Source records
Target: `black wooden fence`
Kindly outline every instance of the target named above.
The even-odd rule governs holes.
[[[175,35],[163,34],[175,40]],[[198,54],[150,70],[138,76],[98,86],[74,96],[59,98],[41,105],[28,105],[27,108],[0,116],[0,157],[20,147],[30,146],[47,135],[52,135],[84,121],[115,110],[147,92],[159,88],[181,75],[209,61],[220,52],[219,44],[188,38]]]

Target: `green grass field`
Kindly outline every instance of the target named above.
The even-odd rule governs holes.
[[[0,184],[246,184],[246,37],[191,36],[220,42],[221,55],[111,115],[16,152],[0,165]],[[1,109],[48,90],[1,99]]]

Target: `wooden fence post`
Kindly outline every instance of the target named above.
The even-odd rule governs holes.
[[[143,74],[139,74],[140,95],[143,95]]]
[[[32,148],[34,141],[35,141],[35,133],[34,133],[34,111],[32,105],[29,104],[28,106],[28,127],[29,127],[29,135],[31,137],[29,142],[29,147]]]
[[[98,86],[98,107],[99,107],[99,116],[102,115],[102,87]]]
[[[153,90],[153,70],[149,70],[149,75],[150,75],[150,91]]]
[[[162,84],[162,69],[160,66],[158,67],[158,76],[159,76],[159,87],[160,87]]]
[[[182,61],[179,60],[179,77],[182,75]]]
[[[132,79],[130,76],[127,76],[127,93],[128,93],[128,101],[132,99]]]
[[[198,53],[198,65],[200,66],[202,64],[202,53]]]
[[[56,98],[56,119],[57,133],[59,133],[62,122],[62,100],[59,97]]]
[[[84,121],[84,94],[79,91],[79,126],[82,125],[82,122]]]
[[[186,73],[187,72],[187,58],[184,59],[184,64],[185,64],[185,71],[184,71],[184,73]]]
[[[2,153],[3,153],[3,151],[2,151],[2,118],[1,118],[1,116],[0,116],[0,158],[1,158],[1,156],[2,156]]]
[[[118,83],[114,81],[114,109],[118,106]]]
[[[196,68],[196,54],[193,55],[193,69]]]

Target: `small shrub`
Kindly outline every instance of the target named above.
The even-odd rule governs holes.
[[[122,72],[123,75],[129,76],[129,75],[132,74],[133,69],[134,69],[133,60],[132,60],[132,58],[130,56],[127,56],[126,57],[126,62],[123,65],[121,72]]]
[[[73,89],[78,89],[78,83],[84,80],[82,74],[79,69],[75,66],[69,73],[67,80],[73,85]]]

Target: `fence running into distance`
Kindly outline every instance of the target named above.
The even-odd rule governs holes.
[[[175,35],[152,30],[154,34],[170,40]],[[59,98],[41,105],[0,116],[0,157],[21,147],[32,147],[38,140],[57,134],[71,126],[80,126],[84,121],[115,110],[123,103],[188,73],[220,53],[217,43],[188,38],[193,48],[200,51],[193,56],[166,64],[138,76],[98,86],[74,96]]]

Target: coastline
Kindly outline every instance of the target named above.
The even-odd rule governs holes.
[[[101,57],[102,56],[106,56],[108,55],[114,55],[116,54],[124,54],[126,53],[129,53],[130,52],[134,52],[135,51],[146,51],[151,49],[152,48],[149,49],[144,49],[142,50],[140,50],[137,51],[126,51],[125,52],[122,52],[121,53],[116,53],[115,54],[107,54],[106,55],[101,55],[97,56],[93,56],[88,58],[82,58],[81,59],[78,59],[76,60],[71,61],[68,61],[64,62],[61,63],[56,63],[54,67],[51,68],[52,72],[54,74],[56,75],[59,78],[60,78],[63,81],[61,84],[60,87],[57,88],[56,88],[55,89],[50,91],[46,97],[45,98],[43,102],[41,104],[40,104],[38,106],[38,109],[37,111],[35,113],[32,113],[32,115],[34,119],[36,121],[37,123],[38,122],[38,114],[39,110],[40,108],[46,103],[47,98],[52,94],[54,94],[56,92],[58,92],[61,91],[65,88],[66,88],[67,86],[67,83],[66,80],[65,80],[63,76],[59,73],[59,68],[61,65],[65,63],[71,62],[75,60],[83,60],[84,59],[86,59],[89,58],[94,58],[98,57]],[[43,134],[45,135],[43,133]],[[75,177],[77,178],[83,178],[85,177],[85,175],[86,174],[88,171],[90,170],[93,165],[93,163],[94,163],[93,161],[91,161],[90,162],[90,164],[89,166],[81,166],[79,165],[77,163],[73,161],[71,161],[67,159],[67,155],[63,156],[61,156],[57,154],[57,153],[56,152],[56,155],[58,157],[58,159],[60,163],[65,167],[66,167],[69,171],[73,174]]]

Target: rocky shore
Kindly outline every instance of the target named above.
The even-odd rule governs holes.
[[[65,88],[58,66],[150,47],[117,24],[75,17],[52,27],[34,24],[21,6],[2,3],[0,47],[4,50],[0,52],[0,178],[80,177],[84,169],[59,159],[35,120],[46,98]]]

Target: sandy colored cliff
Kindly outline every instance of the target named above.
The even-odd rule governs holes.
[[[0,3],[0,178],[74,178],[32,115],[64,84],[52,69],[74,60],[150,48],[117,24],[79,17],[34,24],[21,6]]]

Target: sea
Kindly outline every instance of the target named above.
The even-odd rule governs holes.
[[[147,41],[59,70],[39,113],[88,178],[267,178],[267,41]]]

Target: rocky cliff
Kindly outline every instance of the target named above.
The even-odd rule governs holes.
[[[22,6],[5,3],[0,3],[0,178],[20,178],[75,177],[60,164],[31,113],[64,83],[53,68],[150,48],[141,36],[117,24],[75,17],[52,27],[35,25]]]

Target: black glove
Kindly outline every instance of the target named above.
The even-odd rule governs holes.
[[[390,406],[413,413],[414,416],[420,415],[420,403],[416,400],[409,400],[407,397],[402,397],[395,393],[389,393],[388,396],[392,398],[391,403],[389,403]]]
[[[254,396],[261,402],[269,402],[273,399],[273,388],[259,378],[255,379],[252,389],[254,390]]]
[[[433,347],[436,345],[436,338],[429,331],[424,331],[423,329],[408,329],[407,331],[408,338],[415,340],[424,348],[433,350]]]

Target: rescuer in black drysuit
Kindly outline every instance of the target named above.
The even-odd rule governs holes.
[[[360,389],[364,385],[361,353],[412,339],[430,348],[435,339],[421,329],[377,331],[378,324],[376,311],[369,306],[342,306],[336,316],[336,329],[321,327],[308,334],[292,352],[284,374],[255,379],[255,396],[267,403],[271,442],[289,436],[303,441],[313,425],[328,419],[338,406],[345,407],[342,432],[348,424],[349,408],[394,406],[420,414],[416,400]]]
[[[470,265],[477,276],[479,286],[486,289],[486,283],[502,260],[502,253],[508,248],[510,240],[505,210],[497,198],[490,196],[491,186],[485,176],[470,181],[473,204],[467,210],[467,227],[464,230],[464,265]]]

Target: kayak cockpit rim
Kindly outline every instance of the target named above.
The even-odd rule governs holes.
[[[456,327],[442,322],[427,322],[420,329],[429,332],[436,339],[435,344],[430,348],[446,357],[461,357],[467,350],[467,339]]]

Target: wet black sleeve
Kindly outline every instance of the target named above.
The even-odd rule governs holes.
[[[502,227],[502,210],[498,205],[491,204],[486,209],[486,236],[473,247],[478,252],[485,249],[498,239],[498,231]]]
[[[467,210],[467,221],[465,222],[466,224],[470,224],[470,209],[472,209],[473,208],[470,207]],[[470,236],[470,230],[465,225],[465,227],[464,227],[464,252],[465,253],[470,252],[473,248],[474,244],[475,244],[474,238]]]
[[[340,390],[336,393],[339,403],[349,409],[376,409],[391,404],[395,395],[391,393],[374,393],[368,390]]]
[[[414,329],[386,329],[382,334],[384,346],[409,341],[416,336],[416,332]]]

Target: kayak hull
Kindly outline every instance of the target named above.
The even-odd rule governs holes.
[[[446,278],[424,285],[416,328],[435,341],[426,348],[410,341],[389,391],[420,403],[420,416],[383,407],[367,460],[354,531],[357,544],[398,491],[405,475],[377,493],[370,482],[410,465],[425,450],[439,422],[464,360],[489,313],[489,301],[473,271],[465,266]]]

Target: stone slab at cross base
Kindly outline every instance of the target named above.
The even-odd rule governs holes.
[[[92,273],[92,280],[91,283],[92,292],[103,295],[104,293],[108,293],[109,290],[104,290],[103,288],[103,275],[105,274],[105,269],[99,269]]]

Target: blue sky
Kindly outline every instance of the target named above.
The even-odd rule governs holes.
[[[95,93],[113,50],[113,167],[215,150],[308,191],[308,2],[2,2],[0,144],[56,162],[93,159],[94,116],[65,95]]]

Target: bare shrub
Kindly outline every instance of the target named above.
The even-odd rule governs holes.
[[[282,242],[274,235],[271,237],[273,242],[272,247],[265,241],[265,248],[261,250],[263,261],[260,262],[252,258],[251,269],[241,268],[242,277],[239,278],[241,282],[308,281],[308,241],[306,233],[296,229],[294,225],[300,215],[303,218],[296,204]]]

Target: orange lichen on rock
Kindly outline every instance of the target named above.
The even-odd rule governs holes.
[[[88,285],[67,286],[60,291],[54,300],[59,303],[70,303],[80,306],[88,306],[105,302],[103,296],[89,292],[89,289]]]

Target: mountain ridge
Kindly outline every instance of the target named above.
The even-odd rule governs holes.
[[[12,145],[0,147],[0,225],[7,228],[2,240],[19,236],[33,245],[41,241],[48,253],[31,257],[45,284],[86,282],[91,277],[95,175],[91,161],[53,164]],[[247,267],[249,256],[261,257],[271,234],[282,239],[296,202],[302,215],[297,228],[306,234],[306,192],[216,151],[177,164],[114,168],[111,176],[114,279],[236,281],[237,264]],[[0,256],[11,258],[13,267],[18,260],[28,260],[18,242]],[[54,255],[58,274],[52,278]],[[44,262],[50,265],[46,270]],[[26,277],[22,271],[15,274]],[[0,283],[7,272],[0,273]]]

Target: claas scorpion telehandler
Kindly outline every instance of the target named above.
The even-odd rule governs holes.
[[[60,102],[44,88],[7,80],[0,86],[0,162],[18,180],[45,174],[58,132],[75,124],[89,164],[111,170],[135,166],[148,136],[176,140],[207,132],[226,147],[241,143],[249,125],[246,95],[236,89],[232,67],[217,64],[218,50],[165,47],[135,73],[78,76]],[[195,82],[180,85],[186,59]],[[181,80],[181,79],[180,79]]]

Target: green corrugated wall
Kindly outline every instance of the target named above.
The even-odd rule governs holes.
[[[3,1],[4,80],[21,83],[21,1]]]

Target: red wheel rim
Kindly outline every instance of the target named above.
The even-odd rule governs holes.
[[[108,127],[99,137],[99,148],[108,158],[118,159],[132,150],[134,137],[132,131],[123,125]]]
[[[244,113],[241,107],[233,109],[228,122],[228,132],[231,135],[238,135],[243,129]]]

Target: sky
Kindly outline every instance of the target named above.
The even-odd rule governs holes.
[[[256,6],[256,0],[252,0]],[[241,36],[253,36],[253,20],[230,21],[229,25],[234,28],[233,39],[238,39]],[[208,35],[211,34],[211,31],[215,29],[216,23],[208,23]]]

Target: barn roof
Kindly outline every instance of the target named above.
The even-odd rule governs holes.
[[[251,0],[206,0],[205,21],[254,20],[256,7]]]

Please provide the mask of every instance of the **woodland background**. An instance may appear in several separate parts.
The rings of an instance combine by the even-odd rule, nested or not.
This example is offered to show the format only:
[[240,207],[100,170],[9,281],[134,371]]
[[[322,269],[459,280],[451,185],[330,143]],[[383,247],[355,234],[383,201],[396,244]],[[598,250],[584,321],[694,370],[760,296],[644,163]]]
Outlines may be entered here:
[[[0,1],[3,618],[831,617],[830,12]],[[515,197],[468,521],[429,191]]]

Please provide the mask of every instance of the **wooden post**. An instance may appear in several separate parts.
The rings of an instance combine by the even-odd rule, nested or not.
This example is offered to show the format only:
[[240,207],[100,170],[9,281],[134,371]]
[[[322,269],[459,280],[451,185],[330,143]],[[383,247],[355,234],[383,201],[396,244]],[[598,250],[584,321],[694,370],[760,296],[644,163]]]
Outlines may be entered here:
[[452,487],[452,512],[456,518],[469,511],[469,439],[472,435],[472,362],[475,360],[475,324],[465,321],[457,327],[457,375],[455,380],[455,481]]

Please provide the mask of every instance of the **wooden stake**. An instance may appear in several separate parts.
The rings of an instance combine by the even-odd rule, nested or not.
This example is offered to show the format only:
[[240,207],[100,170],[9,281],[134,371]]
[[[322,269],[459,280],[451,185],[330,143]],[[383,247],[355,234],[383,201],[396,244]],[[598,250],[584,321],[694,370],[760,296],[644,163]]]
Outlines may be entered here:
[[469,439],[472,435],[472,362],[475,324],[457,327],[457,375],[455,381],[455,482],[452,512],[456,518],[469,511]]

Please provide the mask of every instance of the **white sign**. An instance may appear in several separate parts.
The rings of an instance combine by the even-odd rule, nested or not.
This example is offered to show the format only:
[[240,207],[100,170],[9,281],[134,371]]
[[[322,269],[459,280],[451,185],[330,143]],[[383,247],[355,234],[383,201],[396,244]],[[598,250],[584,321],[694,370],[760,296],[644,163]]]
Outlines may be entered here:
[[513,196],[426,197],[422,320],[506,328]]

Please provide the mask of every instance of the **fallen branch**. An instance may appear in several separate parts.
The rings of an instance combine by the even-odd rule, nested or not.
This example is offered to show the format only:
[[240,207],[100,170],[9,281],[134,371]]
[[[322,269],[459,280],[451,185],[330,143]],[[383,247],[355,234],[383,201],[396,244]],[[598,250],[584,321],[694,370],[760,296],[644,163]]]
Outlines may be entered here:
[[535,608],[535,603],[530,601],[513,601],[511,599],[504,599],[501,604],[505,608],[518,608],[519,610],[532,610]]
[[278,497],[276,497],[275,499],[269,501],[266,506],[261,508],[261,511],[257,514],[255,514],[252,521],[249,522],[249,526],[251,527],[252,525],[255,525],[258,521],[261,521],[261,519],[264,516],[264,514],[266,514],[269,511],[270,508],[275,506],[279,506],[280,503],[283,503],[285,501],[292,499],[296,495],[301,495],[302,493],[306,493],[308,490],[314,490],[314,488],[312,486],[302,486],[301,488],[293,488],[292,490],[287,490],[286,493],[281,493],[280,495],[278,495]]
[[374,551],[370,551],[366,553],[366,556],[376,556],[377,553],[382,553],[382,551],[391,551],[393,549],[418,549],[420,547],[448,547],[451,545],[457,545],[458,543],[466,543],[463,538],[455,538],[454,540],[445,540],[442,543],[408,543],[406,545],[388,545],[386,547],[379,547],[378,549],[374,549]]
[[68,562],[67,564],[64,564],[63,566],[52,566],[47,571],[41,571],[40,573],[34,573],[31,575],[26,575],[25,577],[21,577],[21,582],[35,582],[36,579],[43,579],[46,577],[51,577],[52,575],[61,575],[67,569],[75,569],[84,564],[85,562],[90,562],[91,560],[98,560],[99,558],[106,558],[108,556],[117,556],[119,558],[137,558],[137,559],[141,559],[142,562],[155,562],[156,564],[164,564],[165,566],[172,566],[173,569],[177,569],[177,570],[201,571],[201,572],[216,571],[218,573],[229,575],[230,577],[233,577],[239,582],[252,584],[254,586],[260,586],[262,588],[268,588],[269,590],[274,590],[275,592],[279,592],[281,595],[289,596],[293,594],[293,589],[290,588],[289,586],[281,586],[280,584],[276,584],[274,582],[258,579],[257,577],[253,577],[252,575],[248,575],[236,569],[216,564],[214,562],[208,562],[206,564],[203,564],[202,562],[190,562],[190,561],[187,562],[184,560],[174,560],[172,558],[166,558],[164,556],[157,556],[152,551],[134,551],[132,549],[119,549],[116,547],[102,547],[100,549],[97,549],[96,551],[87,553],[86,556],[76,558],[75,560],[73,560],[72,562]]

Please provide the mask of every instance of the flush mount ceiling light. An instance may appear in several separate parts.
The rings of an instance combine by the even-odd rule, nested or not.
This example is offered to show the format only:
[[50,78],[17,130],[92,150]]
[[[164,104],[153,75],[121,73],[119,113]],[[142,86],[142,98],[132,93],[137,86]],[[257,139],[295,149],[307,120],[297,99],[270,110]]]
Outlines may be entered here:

- _Directions for this task_: Give the lines from the one containing "Please provide the mask of every instance of the flush" through the end of the entries again, exactly as written and with no other lines.

- _Task result_:
Please provide the mask of every instance of the flush mount ceiling light. An instance may appear in several separate parts.
The rings of an instance combine by the even-odd rule, nested or not.
This example is offered to show the format only:
[[50,78],[17,130],[92,150]]
[[[164,104],[153,75],[121,73],[119,113]],[[142,86],[142,98],[132,93],[137,86]],[[257,139],[295,149],[307,120],[297,99],[270,110]]]
Outlines may be entered here:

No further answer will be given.